Rows from an annotation dataset
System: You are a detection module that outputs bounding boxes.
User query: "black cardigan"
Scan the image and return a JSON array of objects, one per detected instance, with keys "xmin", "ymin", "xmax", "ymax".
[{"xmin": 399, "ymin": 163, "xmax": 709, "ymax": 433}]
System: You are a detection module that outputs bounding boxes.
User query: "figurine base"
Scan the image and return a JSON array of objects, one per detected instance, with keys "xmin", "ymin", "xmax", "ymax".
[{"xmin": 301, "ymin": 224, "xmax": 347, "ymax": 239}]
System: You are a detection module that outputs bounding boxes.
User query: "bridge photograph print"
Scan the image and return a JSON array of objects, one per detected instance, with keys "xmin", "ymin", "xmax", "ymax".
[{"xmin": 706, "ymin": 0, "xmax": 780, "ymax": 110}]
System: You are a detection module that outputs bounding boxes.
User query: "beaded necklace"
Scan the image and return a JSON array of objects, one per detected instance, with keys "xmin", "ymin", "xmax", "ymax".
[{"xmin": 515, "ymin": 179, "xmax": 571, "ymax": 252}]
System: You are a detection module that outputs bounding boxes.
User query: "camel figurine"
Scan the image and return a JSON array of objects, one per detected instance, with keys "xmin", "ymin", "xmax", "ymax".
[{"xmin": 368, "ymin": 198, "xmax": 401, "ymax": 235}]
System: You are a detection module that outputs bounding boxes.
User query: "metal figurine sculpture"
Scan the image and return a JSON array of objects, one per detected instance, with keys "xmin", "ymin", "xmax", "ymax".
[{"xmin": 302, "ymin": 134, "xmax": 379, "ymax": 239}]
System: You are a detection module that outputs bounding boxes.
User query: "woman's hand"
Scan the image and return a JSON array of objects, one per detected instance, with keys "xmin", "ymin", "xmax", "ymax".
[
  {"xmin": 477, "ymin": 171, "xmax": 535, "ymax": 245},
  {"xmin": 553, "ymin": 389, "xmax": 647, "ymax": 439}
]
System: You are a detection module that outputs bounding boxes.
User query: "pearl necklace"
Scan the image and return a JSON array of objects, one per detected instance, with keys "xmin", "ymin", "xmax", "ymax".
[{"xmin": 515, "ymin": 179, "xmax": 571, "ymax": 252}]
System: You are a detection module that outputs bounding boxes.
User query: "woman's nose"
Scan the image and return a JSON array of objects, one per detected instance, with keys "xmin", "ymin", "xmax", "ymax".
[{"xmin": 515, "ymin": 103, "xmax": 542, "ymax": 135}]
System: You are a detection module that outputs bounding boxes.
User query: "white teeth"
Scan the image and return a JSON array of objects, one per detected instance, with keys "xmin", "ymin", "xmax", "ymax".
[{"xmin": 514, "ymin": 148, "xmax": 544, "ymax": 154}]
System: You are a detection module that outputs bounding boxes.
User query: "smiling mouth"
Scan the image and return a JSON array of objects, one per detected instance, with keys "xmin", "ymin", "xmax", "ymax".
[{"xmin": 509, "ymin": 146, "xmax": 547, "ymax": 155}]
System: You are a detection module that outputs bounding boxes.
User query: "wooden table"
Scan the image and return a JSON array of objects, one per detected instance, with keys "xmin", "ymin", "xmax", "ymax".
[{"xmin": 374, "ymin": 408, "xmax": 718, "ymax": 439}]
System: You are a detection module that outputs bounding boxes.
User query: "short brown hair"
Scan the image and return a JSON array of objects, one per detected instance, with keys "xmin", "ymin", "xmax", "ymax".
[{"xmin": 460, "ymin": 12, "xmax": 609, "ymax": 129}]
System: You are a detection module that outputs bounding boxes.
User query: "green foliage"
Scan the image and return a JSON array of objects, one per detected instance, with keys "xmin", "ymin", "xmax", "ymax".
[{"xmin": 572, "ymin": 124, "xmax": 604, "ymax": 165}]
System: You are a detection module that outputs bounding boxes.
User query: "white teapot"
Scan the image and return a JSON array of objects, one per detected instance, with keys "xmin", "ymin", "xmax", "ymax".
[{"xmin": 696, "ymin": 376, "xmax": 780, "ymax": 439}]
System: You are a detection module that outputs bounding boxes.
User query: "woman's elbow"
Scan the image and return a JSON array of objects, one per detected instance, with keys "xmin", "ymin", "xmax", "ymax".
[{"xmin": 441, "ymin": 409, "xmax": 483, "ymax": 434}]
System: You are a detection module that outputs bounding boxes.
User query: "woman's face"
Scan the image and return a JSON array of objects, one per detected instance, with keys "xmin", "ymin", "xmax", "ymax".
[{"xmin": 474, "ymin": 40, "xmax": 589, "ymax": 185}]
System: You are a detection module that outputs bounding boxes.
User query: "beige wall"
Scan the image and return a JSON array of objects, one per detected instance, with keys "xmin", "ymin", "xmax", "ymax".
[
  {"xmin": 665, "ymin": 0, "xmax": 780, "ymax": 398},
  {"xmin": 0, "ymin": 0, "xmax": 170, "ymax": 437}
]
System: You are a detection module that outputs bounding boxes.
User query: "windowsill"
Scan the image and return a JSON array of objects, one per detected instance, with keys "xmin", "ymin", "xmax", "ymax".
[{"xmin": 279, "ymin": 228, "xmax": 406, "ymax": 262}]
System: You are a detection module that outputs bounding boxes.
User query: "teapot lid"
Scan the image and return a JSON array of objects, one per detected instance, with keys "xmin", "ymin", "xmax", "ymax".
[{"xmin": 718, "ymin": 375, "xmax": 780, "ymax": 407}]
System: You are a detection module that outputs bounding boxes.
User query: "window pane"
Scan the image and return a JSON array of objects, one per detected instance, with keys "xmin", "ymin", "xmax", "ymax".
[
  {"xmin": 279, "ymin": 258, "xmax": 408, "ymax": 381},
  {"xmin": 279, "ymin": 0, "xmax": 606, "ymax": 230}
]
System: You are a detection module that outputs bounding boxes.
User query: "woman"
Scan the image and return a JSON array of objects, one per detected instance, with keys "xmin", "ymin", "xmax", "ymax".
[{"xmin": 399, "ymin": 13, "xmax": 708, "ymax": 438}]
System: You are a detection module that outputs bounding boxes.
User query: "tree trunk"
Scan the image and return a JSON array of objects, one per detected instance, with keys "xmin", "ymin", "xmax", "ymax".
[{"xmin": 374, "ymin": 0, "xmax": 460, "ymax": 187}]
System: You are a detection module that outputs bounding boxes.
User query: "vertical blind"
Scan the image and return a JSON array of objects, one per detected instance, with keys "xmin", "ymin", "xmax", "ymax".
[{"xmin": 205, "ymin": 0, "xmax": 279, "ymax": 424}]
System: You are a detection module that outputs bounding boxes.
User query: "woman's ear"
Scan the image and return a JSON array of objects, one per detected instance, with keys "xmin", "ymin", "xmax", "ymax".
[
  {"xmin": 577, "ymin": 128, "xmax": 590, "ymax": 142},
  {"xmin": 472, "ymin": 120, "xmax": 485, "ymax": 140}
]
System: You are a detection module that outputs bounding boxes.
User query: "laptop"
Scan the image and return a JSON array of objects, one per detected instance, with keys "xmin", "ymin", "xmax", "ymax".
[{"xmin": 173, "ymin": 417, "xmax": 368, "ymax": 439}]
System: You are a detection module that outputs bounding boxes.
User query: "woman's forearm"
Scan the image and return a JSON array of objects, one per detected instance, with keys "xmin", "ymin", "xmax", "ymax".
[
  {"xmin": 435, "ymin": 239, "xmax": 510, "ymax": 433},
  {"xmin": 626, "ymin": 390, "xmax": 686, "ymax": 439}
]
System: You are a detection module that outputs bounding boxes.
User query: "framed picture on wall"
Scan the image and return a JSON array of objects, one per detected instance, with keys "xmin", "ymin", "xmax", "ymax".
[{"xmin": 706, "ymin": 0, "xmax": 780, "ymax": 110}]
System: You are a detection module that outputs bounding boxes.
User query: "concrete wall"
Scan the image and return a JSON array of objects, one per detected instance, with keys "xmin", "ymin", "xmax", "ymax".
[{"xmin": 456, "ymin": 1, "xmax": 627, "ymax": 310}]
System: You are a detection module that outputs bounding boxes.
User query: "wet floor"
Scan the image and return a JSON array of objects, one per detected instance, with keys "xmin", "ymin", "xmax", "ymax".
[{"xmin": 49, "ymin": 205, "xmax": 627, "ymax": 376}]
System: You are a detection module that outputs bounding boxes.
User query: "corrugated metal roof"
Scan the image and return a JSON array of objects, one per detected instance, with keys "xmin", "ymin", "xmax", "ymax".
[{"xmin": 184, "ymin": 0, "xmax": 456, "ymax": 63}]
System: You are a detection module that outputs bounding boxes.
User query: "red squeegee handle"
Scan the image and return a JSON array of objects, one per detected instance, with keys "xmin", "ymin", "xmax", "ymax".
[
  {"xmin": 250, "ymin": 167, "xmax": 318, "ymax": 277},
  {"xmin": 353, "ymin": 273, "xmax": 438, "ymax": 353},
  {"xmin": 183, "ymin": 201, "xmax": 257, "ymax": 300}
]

• TO DO
Count the lines in the rows above that contain the string "figurine", and give only the number.

• ANSWER TO THE EXERCISE
3